[Exercise details] Could you pick up the blog post on Georgia's ART legislation and carry it on from its last sentence, "But really, who knows?"

[Supplied passage]

■ ■ ■ ■ ■

Georgia ART Regulation Follow-Up

A few days ago I pointed out some pending legislation in Georgia and offered a few thoughts.   The hook for the legislation, of course, is the widely-shared sense of unease generated by the octuplets case. But the point I’ve been trying to make is that many different people/groups  with many different interests could use the sudden public cry for action to advance regulations that do a lot of things, some of which may be to actually address the octuplet problem.

It’s in that context that I think the Georgia legislation is important.  I gather it doesn’t have any real chance of passage, but it is a fine example of a bill that advances a whole bunch of ideological points, only some of which have to do with the octuplets.

It seems that was even more true than I knew.   Here’s a post from another blog that offers further details about the pending Georgia legislation.   Many of the points raised are troubling.

Notice, for example, that the legislation seeks to restrict use of ART to instances of infertility.   I pick this point because at first blush it may seem quite a reasonable idea.    But at least a couple of questions spring to mind immediately and make me wary of this.

First, does this address any actual problem?  Are there people who are using ART just for the fun of it?   Surely the vast majority of people who use ART do so because they have not been able to or cannot conceive in the ordinary fashion.

This leads to the second question, which really rises from the first.   Who’s going to say what infertility is?  Are all single people, by definition, infertile and therefore qualified to use ART?   Or are most single people disqualified because they won’t meet some medical definition of infertility?

Now given what else I know about the proponents of this statute (see my earlier post) I’m guessing they’re not wild about single people having access to ART so they are going to say that they are not infertile.   But really, who knows?

■ ■ ■ ■ ■

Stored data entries
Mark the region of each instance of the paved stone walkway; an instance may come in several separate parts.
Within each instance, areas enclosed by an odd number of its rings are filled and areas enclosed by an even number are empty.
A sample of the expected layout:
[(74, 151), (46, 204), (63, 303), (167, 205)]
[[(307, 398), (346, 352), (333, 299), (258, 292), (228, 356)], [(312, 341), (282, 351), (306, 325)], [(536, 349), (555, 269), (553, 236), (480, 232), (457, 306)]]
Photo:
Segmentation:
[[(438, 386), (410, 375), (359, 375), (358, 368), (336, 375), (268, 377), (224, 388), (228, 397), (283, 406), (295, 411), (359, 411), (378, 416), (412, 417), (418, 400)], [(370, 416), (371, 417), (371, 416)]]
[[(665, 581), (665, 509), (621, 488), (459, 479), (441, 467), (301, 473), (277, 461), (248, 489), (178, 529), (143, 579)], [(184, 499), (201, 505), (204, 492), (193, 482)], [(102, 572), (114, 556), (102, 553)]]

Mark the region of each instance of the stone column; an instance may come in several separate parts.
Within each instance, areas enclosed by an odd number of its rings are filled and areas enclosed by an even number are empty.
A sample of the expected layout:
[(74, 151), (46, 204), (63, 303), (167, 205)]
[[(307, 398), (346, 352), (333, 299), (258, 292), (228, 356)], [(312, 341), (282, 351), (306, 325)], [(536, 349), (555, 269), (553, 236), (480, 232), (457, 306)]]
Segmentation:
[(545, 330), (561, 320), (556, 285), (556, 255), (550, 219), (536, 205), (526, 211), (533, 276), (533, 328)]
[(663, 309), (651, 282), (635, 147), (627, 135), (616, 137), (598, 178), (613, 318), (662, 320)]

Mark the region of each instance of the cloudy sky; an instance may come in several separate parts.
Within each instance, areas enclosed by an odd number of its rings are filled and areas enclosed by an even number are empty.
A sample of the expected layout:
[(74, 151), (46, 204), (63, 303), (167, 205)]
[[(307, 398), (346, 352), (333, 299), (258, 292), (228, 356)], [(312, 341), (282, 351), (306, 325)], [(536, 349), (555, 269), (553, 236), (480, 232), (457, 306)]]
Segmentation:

■ ■ ■ ■ ■

[Result for this task]
The key thing to see is how slippery regulation can be, how regulation aimed at one thing can slide over into other areas, and how alert one must be to all the possible consequences.

2 responses to “Georgia ART Regulation Follow-Up

  1. Also, what about heterosexual parents who are both carriers of a terrible genetic disease, and want ART so that they can pre-screen embryos? Are they “infertile” because they can’t reproduce “naturally” without significant risk to the resulting child? Or will they be considered fertile because there is nothing physically preventing the mother from conceiving? There’s a significant possibility that, if there is any question that ART in cases like this is illegal, children will die of preventable disease.

    • That’s a really critical point to remember. I think it may also be true that infertility is sort of a fuzzy concept. There are probably cases where there is some clear reason why a person might be described as infertile. But there is much we do not understand, and I would imagine there are cases where infertility is a conclusion reached after people are unable to conceive, even without a clear understanding about why they are unable to conceive. In such instances, there might be disagreement about who is infertile.

      There’s also something about the whole couple thing. A single person might always by definition be infertile. But some might be more infertile than others, because some are only situationally infertile? Or something like that. Not thought out well yet.